Retype, character for character, everything in the entries below from the line containing "of the palm" down to the line containing "150], [318, 156]]", including both of those lines and nothing else.

■ Records shown
· · · ·
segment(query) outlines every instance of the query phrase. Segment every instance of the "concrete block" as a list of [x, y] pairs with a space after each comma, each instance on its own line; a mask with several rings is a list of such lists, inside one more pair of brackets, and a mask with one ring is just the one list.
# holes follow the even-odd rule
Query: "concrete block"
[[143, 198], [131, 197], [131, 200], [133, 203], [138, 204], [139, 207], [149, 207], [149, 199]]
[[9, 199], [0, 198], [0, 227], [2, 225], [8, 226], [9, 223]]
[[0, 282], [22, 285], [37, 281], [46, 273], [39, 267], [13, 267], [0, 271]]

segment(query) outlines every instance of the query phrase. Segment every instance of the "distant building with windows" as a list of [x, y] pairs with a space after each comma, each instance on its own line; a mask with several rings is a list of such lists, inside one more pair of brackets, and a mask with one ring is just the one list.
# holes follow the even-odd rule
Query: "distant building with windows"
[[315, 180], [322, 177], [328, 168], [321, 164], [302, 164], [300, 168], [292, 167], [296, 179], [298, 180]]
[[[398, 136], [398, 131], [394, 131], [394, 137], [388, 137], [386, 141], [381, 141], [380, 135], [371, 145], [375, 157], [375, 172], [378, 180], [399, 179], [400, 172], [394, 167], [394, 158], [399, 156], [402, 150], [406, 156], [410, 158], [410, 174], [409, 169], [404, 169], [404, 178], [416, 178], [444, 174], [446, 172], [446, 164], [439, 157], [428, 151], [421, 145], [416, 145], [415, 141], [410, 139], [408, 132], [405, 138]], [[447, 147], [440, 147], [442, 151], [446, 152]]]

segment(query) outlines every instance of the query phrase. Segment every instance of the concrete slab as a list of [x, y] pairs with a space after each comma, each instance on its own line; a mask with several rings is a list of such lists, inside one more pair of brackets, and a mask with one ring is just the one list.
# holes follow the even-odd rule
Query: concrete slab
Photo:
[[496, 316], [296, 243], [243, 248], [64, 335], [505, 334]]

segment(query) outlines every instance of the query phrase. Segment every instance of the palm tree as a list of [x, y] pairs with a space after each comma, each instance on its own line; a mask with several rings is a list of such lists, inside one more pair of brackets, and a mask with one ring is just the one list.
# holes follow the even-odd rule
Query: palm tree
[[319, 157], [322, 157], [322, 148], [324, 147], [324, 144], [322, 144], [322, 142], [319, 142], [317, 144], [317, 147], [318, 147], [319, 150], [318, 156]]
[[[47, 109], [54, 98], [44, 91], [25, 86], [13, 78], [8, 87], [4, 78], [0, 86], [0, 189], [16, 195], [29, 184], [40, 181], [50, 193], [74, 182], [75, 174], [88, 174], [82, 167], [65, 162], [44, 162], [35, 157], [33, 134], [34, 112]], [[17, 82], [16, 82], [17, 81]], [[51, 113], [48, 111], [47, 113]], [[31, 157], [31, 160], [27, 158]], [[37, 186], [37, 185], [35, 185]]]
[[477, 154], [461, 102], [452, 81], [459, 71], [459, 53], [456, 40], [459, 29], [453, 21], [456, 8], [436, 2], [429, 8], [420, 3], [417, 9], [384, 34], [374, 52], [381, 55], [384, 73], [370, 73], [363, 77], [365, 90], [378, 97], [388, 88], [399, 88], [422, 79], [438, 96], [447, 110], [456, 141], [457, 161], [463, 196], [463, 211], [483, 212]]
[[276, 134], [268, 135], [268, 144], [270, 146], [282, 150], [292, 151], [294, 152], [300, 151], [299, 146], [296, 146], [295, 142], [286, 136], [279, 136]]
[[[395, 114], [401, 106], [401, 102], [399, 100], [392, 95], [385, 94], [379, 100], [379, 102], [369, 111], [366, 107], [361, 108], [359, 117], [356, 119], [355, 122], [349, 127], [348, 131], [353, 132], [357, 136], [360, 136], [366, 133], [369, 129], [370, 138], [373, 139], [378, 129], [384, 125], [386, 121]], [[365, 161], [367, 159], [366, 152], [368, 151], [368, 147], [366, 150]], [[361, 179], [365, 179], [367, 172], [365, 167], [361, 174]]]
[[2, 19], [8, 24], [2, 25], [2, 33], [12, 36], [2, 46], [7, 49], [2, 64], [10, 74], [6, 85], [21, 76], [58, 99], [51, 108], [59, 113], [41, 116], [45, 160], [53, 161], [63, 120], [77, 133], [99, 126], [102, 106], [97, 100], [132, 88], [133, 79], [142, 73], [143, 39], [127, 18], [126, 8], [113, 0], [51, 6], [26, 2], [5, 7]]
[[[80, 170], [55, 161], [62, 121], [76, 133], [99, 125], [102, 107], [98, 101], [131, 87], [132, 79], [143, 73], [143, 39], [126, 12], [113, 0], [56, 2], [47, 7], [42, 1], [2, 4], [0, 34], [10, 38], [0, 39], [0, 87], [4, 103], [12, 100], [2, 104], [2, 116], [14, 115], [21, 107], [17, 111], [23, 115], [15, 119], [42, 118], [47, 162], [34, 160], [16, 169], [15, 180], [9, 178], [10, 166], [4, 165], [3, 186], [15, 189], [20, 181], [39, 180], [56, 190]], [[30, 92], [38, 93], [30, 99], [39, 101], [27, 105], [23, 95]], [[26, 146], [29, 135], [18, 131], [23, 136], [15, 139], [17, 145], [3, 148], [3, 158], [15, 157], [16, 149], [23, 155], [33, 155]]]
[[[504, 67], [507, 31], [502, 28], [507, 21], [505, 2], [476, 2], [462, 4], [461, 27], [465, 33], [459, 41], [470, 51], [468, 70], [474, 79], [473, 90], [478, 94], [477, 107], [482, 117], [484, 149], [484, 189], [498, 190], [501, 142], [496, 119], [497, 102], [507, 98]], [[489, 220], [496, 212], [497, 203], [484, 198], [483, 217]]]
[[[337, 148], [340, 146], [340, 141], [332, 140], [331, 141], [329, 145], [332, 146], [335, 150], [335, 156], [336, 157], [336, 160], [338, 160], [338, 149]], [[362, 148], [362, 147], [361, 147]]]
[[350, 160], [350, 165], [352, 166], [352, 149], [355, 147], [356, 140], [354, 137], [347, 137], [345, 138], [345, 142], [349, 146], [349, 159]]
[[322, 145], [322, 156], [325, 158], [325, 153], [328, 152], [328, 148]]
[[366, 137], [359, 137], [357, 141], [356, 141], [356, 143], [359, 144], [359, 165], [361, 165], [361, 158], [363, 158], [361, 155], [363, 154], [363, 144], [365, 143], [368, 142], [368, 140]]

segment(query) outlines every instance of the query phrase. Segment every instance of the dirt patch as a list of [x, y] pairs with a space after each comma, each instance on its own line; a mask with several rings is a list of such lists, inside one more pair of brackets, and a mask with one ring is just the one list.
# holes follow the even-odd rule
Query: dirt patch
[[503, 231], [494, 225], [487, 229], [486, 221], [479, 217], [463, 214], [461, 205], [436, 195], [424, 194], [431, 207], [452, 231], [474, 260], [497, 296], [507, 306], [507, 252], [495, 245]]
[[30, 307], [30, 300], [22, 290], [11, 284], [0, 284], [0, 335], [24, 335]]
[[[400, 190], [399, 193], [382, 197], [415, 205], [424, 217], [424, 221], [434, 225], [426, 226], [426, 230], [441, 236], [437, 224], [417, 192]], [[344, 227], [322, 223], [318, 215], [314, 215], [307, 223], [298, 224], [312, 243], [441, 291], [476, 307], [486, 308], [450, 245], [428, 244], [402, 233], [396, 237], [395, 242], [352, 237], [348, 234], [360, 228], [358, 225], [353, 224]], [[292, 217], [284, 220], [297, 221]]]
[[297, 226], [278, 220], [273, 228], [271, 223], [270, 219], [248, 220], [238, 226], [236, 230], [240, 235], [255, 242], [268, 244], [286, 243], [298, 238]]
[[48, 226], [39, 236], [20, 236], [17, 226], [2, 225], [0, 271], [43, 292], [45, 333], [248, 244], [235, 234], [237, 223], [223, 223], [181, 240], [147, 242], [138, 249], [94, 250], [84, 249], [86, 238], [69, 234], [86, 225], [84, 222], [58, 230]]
· · · ·
■ Complete answer
segment(query) outlines every instance of the query phrase. Segment every instance of the palm tree as a list of [x, y] pairs with a space after each comma, each instance on its own line; a mask with several rings is a list of such lists, inside one more pair of brackets, and a mask with one ring is just the one list.
# holes follow the even-odd rule
Query: palm tree
[[319, 157], [322, 157], [322, 148], [324, 147], [324, 144], [322, 144], [322, 142], [319, 142], [317, 144], [317, 147], [318, 147], [319, 150], [318, 156]]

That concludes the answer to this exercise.